▶ _Exercícios a resolver_
1. Diga se cada afirmação a seguir está de acordo com o texto sobre a publicofobia, respondendo sim ou não e citando literalmente as palavras do texto que decidem a questão. (a) Collor se elegeu em 1989 usando o "combate aos marajás" no marketing eleitoral. (b) A música "Maria Candelária" é de 1962. (c) A diminuição do estado proposta pelo neoliberalismo reduz um peso sobre o conjunto da sociedade.
2. Escreva a continuação do texto sobre a publicofobia, começando logo após a última frase dele.

▶ _Texto fornecido_
____________

Combater a publicofobia!

Não é exagero utilizar esse neologismo, “publicofóbico", para designar quem tem aversão ao funcionalismo público. Afinal, numa sociedade de classes, com péssima distribuição de renda, não é possível ter aversão ao serviço público e ao funcionalismo público sem, no mínimo, estar esquecendo das necessidades do próprio público.

Foi por essa propagada falta de entendimento e respeito pelo o que é do público e pelo público em si que, talento dos autores a parte, fizeram sucesso no passado músicas como “Maria Candelária” (de Klécio Caldas e Armando Albuquerque em 1952). Piores ainda, tendo a mesma origem de desprezo ao público, são afirmações mais recentes, como a de um ditador militar, em entrevista de veiculação nacional: “prefiro o cheiro de cavalo ao cheiro de povo”.

O ataque ao funcionalismo e aos serviços públicos ganharam ainda mais força e espaço na grande mídia com a chegada do neoliberalismo, que tem como uma das principais características a minimização da influência do estado na economia, o que, necessariamente, inclui a minimização dos investimentos dos recursos públicos nos serviços à população e a minimização do próprio estado. Só que a diminuição do estado, proposta pelo neoliberalismo, ao contrário de diminuir um peso sobre o conjunto da sociedade, favorece apenas o grande capital, que não quer pagar impostos e nem direitos trabalhistas, mas deixa a grande maioria da população ainda mais desassistida.

O grande capital, principalmente o financeiro (em grande parte escondido nas chamadas grandes potencias), precisa das políticas e práticas neoliberais, já que pretende destruir todas as barreiras contra a exploração dos demais países (chamados de emergentes, em desenvolvimento, dependentes, neocoloniais, semicoloniais ou coloniais). Não foi a toa que Collor se elegeu (1989), tendo como uma das alavancas do seu marketing eleitoral o “combate aos marajás” – aproveitando para fazer o povo confundir todo funcionalismo público com alguns funcionários, que eram corruptos e desfrutavam de altos salários.

Tanta pressão publicofóbica propiciou o surgimento de publicofobias de vários tipos, das quais destacamos as duas limitantes: a daqueles que “nem sabem bem por que, mas a culpa é do funcionalismo” (na qual se pode enquadrar diversos representantes das grandes mídias); a daqueles que sabem muito bem porquê utilizam a publicofobia, pois para fazerem vingar os seus propósitos de grandes capitalistas, de permanecerem no poder e/ou se locupletarem, precisam dividir a população oprimida e trabalhadora (no caso entre trabalhadores do setor público e do setor privado) e, com isso, facilitar o seu controle.

____________

▶ _Trechos de dados_
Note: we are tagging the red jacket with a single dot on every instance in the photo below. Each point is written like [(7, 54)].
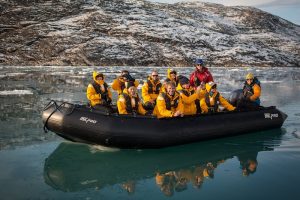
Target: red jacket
[(197, 77)]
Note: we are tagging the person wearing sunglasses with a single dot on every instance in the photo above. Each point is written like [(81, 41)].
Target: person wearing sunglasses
[(98, 93), (150, 90), (251, 91), (201, 75), (213, 99), (119, 83)]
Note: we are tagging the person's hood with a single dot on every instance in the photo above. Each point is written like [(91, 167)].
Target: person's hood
[(204, 69), (95, 74), (209, 85), (169, 72)]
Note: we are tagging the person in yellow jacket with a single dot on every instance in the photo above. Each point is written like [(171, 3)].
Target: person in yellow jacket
[(150, 90), (212, 100), (129, 101), (252, 89), (98, 93), (190, 97), (169, 104), (119, 83), (172, 76)]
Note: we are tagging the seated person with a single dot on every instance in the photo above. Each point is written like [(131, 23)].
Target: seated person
[(98, 93), (212, 100), (172, 76), (169, 103), (150, 90), (119, 83), (129, 101), (190, 97), (251, 93), (201, 75)]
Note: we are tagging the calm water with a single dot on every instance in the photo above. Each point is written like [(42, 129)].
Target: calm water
[(35, 165)]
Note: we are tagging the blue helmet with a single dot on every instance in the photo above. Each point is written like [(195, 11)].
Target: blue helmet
[(199, 61)]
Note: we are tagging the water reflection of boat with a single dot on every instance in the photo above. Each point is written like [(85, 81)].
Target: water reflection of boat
[(81, 124), (74, 167)]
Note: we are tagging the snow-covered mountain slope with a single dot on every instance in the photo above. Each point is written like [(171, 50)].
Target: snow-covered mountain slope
[(137, 32)]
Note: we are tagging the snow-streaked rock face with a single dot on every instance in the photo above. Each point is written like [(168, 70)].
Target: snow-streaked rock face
[(137, 32)]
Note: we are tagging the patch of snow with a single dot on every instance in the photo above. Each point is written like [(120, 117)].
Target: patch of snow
[(15, 92)]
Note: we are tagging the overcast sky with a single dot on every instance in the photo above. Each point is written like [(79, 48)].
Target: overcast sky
[(287, 9)]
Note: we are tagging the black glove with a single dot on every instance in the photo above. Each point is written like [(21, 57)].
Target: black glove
[(149, 112)]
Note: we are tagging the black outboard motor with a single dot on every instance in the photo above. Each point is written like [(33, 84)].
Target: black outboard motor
[(235, 97)]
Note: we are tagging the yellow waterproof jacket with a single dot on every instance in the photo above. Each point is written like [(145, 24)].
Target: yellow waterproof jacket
[(126, 103), (188, 99), (91, 93), (222, 100), (256, 92), (175, 81), (119, 85), (161, 110), (148, 95)]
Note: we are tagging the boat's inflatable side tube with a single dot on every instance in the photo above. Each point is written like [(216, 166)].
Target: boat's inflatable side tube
[(85, 125)]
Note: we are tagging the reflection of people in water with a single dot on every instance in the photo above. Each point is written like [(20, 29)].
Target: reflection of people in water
[(166, 182), (248, 163), (178, 180), (129, 186)]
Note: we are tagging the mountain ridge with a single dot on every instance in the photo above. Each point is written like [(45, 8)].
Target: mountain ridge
[(140, 33)]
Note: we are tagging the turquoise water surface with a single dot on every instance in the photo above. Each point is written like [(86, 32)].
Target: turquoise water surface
[(38, 165)]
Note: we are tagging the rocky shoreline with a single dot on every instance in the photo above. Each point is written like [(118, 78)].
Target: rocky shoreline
[(140, 33)]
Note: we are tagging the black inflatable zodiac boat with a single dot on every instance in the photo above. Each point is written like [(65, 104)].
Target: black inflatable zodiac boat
[(80, 123)]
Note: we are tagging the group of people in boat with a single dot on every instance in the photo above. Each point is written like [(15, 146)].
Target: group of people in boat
[(175, 96)]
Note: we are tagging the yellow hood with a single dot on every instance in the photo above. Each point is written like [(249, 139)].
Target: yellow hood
[(168, 73), (95, 74)]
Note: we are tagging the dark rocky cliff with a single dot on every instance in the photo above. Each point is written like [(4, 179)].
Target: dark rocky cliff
[(140, 33)]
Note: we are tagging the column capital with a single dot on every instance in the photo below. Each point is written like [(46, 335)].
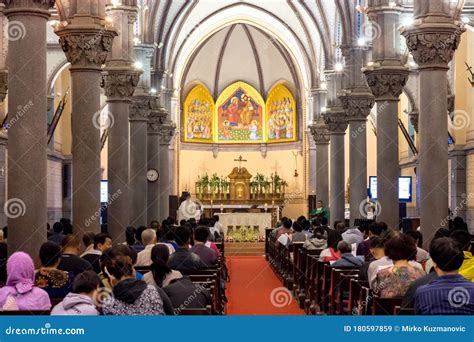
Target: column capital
[(317, 90), (433, 44), (3, 84), (357, 105), (336, 120), (86, 48), (320, 132), (32, 7), (387, 82), (119, 84)]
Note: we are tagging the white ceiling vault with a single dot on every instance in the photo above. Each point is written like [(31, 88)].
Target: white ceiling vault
[(296, 37)]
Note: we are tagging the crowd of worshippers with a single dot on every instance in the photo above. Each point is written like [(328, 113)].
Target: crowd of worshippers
[(394, 264), (87, 274)]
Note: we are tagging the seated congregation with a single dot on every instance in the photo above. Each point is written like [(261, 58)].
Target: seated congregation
[(162, 270), (373, 269)]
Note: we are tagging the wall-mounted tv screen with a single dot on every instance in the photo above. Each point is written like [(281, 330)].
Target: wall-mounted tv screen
[(404, 188)]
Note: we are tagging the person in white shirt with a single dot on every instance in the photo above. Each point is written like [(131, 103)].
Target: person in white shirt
[(188, 209), (217, 228), (149, 241)]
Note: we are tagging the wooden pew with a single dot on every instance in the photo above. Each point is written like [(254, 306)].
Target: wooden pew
[(195, 312), (313, 283), (339, 290), (385, 306)]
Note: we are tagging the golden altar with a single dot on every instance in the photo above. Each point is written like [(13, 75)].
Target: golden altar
[(240, 192)]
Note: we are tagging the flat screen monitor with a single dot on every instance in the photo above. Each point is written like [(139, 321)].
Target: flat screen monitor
[(104, 191), (404, 188)]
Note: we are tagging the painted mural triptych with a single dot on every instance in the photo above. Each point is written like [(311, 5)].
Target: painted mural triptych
[(240, 115)]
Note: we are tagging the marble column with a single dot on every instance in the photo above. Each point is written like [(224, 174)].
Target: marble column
[(387, 85), (119, 81), (167, 131), (87, 45), (386, 76), (3, 144), (357, 106), (336, 122), (139, 112), (3, 177), (320, 135), (142, 104), (119, 85), (432, 40), (27, 153), (155, 120)]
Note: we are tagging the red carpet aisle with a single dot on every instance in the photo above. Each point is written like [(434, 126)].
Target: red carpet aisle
[(255, 290)]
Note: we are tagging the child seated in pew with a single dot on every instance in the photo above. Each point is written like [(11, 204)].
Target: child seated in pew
[(317, 241), (80, 302), (347, 258), (331, 253)]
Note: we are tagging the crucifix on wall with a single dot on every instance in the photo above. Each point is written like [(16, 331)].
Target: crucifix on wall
[(240, 160)]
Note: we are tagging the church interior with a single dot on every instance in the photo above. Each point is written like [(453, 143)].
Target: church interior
[(272, 125)]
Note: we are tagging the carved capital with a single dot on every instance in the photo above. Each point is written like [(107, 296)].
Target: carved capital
[(320, 132), (386, 83), (433, 45), (41, 7), (3, 84), (120, 84), (357, 106), (86, 48), (336, 120)]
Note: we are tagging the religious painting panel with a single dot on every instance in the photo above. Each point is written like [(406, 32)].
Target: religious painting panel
[(240, 115), (280, 115), (198, 115)]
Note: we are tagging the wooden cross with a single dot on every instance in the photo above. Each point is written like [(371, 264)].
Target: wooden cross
[(240, 160)]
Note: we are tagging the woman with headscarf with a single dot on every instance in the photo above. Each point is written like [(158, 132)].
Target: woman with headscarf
[(20, 293)]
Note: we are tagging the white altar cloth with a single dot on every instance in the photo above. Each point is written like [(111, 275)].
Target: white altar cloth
[(262, 220)]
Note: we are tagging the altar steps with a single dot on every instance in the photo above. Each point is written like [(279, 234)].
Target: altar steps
[(244, 248)]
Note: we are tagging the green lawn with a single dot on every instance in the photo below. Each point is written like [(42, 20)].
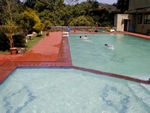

____________

▶ _Respostas do exercício_
1.
(a) Sim: "Não foi a toa que Collor se elegeu (1989), tendo como uma das alavancas do seu marketing eleitoral o “combate aos marajás”"
(b) Não: "(de Klécio Caldas e Armando Albuquerque em 1952)"
(c) Não: "ao contrário de diminuir um peso sobre o conjunto da sociedade, favorece apenas o grande capital"

2.
Felizmente, a publicofobia não conseguiu atingir a maior parte da população. Além disso, uma ampla parcela dos que foram enganados poderão se livrar dessa armadilha. Para isso, é urgente que se desmascare o governo, que tenta se passar como popular, e deixe claras as suas intenções de favorecer os poderosos, abandonando a população a ver navios, no que tange aos investimentos públicos de importância para ela.

Além disso, é fundamental, que os trabalhadores dos serviços públicos e todos os trabalhadores dos outros setores, que combatem o neoliberalismo e as medidas pró-neoliberais do governo Lula, combinem as suas campanhas com campanhas por políticas públicas, que ajudem as diversas parcelas da população a exigir do governo os investimentos de que necessitam, contemplando as características locais e específicas dessas parcelas populares. Não se pode esquecer, também, que as demandas ambientais devem ser integrantes obrigatórias de todas as campanhas do movimento social, pois não há atividade humana que prescinda das boas condições do planeta, seja sob aspectos localizados, seja sob o aspecto global.

É assim que conseguiremos contribuir para derrotar a política de dividir os trabalhadores e contribuir para o avanço da maioria da população na luta pelos seus direitos e interesses imediatos (melhores condições de vida e de trabalho) e históricos (uma sociedade com melhor distribuição de renda e sem injustiças sociais).

[1] Publicado na revista virtual “Partes”, em 10/03/07 – www.partes.com.br .
[i] Sociólogo, com especialização em Gestão Ambiental e funcionário público municipal aposentado.